**TO DO**
Lay out the entries below as a two-column CSV with the headers text and answer, one row per entry, quoting each field and replacing any line breaks with spaces. Include only the entries from the start through the line containing "[142,97,235,398]".

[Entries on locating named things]

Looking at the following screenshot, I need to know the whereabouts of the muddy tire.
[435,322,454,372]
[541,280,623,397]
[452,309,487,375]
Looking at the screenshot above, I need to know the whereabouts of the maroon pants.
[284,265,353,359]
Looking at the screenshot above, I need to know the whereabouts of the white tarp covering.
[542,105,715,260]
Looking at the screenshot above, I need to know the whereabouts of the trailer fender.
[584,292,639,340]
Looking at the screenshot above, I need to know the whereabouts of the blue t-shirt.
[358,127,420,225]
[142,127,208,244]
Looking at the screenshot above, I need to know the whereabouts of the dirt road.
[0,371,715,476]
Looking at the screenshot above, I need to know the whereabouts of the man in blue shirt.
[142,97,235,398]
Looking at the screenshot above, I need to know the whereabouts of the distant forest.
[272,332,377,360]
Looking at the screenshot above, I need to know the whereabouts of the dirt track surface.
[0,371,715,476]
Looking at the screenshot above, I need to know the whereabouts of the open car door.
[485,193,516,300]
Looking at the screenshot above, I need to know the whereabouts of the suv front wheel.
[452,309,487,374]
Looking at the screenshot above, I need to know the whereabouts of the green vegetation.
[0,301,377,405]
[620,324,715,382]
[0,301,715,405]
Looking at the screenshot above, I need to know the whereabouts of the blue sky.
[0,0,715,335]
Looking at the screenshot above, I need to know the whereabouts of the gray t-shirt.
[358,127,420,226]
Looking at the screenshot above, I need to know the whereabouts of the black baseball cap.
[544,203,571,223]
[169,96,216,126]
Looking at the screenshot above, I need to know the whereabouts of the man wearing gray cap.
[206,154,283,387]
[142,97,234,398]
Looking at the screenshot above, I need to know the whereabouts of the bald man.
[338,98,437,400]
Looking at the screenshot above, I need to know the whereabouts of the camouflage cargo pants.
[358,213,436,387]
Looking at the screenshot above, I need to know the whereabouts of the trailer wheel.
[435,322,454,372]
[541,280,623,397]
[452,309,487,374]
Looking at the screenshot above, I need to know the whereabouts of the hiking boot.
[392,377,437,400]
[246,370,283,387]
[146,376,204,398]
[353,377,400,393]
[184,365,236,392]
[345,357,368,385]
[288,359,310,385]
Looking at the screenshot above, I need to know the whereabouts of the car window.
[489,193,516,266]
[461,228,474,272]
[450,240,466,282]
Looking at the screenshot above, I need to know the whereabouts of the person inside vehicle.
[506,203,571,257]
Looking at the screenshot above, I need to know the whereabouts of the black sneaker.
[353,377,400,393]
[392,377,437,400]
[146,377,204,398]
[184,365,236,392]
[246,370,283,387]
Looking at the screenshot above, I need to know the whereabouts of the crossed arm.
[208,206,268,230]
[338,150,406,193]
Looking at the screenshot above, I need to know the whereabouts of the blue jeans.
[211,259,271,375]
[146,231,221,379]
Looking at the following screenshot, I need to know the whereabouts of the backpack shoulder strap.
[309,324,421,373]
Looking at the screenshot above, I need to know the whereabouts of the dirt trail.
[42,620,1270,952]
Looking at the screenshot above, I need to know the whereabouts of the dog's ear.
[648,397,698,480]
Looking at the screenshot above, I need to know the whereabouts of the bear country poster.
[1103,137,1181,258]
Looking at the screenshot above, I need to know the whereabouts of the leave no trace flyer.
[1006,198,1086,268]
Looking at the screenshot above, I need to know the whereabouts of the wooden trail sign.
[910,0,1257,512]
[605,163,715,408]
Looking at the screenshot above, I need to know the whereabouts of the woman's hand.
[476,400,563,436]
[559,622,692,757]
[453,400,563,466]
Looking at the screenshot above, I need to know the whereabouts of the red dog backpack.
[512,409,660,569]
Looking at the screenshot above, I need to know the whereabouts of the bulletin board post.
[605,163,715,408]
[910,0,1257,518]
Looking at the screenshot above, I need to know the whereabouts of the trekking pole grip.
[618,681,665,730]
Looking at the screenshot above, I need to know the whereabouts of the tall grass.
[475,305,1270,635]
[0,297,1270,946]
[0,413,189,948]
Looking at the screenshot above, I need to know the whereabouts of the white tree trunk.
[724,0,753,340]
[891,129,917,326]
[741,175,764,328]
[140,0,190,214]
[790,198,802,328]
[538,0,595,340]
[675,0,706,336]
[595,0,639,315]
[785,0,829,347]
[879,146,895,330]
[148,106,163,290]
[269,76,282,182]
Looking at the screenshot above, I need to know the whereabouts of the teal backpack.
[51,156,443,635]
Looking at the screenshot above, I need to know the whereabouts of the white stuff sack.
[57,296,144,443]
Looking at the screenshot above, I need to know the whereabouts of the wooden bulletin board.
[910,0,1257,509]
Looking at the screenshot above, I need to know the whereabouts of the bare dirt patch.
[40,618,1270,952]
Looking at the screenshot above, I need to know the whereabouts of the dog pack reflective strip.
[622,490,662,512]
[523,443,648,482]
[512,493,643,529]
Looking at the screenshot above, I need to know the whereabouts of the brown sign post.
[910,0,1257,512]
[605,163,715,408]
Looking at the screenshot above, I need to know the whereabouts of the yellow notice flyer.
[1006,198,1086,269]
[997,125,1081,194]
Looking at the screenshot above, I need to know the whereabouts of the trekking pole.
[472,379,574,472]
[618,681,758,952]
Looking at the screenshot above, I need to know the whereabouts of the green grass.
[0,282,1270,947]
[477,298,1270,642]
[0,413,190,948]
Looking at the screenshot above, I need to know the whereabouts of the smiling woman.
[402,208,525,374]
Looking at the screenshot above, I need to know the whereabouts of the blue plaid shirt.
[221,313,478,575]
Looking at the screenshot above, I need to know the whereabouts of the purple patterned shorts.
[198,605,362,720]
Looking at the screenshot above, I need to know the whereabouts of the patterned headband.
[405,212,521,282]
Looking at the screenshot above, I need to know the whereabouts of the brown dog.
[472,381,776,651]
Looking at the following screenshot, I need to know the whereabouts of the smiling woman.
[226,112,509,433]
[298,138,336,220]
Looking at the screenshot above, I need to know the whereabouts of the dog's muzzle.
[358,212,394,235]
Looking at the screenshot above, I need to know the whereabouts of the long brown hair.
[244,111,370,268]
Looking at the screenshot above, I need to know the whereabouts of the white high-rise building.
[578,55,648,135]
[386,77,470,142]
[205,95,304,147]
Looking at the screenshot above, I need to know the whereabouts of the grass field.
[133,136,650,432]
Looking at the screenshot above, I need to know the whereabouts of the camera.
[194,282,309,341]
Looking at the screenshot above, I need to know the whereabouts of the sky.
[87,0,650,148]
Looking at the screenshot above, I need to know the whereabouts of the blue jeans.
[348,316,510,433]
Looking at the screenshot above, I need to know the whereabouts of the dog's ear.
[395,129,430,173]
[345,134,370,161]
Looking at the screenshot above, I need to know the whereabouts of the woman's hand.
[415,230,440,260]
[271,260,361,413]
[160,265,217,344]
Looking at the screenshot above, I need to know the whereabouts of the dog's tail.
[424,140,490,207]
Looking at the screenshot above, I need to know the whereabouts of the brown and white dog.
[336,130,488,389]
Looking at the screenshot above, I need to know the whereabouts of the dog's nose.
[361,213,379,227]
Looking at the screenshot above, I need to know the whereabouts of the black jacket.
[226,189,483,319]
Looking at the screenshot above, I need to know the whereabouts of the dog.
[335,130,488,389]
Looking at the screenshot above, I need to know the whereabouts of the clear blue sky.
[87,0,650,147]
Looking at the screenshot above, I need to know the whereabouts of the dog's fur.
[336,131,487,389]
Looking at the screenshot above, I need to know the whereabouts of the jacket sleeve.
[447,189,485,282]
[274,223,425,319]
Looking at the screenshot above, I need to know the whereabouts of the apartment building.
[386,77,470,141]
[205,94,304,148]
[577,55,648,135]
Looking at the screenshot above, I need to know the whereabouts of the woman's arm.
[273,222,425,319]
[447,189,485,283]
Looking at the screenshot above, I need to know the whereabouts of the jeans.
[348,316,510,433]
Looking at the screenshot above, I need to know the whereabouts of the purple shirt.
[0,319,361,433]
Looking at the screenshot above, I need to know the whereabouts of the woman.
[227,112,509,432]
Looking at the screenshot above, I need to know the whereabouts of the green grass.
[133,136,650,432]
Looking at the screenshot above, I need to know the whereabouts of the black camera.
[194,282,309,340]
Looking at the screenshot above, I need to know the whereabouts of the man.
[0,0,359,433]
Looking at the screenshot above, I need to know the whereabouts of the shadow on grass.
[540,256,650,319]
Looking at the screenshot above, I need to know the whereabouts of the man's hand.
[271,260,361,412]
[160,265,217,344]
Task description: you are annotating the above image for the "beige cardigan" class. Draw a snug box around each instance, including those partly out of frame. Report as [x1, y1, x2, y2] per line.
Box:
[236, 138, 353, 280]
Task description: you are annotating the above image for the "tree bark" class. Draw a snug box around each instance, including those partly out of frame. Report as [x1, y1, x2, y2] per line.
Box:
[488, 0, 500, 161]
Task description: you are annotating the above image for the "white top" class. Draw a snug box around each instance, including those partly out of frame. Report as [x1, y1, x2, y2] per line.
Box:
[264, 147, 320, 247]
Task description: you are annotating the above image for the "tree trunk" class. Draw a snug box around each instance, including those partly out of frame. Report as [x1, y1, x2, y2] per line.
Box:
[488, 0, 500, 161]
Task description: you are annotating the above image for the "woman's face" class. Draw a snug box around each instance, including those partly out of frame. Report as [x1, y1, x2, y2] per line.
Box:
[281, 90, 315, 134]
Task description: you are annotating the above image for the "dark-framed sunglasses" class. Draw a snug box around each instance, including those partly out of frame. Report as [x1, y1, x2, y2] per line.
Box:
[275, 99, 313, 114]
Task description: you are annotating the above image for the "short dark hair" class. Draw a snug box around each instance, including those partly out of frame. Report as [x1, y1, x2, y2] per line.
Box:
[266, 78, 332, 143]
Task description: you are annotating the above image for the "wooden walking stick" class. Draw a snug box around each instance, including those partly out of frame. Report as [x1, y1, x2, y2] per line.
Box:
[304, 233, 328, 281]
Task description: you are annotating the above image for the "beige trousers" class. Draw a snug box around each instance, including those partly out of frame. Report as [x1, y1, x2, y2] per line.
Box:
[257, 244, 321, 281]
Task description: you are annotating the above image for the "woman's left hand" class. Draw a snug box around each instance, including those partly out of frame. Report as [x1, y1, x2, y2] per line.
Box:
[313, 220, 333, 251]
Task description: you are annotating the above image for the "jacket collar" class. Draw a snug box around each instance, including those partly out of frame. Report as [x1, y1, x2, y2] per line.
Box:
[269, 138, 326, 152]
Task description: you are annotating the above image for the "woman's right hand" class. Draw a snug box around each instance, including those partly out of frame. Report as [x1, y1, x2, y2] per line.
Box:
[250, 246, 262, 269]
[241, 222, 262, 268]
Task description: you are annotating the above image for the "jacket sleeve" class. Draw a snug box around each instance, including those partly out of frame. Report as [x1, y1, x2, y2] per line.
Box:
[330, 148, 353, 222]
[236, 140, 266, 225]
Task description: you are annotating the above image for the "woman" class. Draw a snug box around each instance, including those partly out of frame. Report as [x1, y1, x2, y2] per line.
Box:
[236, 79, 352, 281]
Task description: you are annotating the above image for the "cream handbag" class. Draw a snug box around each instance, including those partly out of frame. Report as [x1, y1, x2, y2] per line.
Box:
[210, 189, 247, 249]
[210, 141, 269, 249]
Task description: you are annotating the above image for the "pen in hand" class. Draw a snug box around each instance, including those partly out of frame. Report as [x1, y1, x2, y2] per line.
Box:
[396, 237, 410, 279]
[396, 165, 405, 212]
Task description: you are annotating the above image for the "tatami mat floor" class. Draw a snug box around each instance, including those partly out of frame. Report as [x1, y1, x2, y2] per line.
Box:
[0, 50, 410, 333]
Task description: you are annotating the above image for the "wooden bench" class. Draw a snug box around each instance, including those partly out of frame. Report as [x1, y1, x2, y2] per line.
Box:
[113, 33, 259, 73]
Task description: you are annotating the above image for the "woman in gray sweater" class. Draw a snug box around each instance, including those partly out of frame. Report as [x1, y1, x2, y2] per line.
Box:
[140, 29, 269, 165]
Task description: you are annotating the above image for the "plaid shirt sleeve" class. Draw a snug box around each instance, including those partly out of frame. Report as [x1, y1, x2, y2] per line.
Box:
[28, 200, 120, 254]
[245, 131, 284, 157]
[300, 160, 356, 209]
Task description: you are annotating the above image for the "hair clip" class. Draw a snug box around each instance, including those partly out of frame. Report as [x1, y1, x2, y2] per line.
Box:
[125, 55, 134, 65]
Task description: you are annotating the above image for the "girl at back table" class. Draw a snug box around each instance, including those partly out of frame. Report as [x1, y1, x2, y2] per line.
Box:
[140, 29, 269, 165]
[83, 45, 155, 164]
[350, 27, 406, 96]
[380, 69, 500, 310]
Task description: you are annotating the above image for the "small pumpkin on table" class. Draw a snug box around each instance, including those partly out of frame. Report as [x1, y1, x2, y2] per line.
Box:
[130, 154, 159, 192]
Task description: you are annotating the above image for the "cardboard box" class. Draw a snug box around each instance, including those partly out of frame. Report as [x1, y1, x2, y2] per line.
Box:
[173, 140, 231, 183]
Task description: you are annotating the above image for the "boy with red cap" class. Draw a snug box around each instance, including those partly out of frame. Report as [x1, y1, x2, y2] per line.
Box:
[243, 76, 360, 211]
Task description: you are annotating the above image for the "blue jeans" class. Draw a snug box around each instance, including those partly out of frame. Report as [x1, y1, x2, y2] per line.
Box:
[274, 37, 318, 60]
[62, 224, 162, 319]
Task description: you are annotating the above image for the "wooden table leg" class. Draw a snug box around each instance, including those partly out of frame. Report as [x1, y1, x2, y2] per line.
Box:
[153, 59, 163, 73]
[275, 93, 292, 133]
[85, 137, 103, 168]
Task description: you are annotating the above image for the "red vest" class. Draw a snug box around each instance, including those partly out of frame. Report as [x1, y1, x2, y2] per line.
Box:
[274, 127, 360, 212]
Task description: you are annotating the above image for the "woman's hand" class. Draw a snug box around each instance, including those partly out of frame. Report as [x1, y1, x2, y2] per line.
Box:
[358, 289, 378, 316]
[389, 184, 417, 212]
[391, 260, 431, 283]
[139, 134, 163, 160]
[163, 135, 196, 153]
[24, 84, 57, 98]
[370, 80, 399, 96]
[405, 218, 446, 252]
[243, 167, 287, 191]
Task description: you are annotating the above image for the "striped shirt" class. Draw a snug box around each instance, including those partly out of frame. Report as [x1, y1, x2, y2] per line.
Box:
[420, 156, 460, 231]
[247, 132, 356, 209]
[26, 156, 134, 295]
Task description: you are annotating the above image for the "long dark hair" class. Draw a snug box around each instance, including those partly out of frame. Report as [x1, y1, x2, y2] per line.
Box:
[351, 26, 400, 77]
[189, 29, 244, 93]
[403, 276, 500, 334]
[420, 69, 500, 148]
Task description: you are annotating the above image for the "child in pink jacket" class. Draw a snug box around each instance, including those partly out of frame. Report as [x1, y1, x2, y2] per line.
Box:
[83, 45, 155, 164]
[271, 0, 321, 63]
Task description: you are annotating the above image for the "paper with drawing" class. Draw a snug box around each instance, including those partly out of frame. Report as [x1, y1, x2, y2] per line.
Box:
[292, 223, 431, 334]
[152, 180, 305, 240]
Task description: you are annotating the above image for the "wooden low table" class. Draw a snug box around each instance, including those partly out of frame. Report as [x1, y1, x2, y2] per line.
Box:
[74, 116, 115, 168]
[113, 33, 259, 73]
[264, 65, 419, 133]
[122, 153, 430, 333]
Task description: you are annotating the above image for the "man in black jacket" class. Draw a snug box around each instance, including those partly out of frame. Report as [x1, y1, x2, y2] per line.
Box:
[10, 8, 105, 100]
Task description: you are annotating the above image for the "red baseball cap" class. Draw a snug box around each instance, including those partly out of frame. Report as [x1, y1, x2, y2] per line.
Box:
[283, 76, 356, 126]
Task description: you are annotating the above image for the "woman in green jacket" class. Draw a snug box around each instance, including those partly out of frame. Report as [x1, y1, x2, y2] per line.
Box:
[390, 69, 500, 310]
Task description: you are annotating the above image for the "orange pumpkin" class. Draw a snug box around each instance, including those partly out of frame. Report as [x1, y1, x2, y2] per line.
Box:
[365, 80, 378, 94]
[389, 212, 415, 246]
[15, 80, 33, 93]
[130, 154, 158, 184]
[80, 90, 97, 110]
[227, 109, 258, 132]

**EXERCISE SOLUTION**
text,answer
"Looking at the following screenshot, I need to know the whereabouts of the muddy tire.","[435,322,454,372] [541,280,623,397] [452,309,487,375]"
"Looking at the screenshot above, I need to know the whereabouts of the maroon pants.","[284,265,353,359]"
"Looking at the screenshot above, I need to know the whereabouts of the white tarp covering.","[542,105,715,260]"
"Looking at the screenshot above, I need to know the whereabouts of the trailer fender.","[584,292,639,340]"
"Looking at the screenshot above, I need to know the whereabouts of the blue t-shirt.","[358,127,420,225] [142,127,208,244]"
"Looking at the screenshot above, I need to know the whereabouts of the dirt road.","[0,371,715,476]"
"Looking at the screenshot above, I need to know the whereabouts of the man in blue shirt.","[142,97,235,398]"